■ 文档正文 ■
• • •
In [None]:
import numpy as np
from scipy.stats import truncnorm
import gymnasium as gym
import itertools
import torch
import torch.nn as nn
import torch.nn.functional as F
import collections
import matplotlib.pyplot as plt


class CEM:
    def __init__(self, n_sequence, elite_ratio, fake_env, upper_bound,
                 lower_bound):
        self.n_sequence = n_sequence
        self.elite_ratio = elite_ratio
        self.upper_bound = upper_bound
        self.lower_bound = lower_bound
        self.fake_env = fake_env

    def optimize(self, state, init_mean, init_var):
        mean, var = init_mean, init_var
        # 截断x在-2到2的标准正态分布
        X = truncnorm(-2, 2, loc=np.zeros_like(mean), scale=np.ones_like(var))
• • •
■ 使用数据 ■
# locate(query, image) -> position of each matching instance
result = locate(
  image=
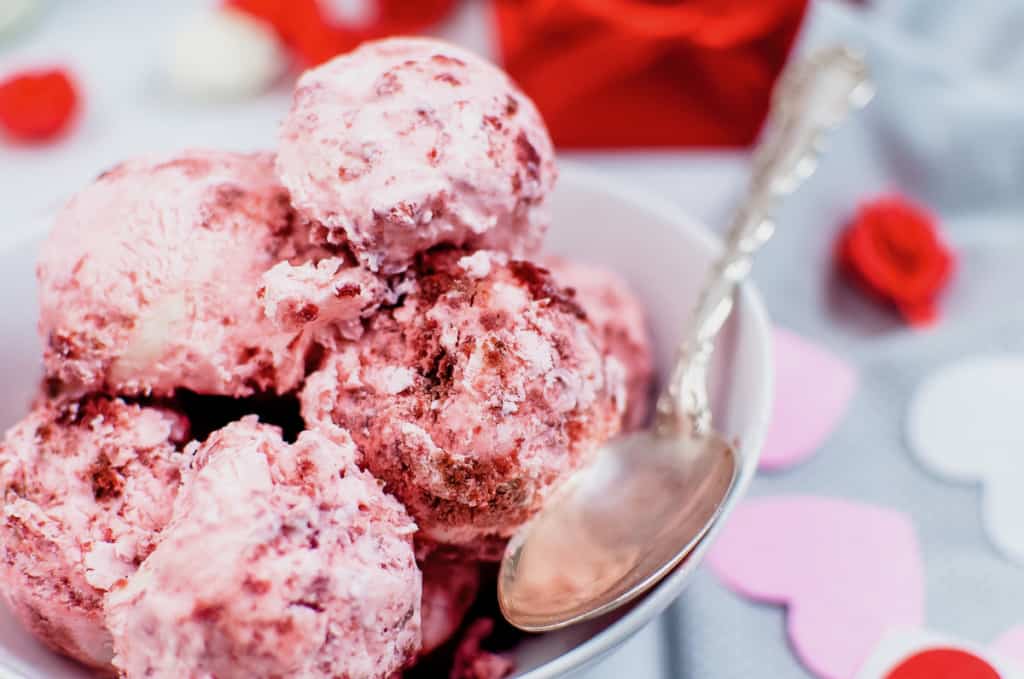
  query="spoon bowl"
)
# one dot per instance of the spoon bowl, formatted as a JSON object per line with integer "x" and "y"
{"x": 590, "y": 548}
• • •
■ 任务说明 1 ■
请逐条判断下列说法是否符合上面的 CEM 代码，每条答“是”或“否”，并原样引用代码中起决定作用的文字：(a) CEM 类的 __init__ 方法接收 fake_env 参数；(b) truncnorm 是从 scipy.stats 导入的；(c) 注释说明截断范围是 -1 到 1。
■ 任务说明 2 ■
把记录各行中的“spoon bowl”全部换成“soup spoon”后重新写出，其余内容保持不变。答案里不要包含图片。

■ 练习输出 1 ■
(a) 是，“def __init__(self, n_sequence, elite_ratio, fake_env, upper_bound,”
(b) 是，“from scipy.stats import truncnorm”
(c) 否，“# 截断x在-2到2的标准正态分布”

■ 练习输出 2 ■
# locate(query, image) -> position of each matching instance
result = locate(
  image=
  query="soup spoon"
)
# one dot per instance of the soup spoon, formatted as a JSON object per line with integer "x" and "y"
{"x": 590, "y": 548}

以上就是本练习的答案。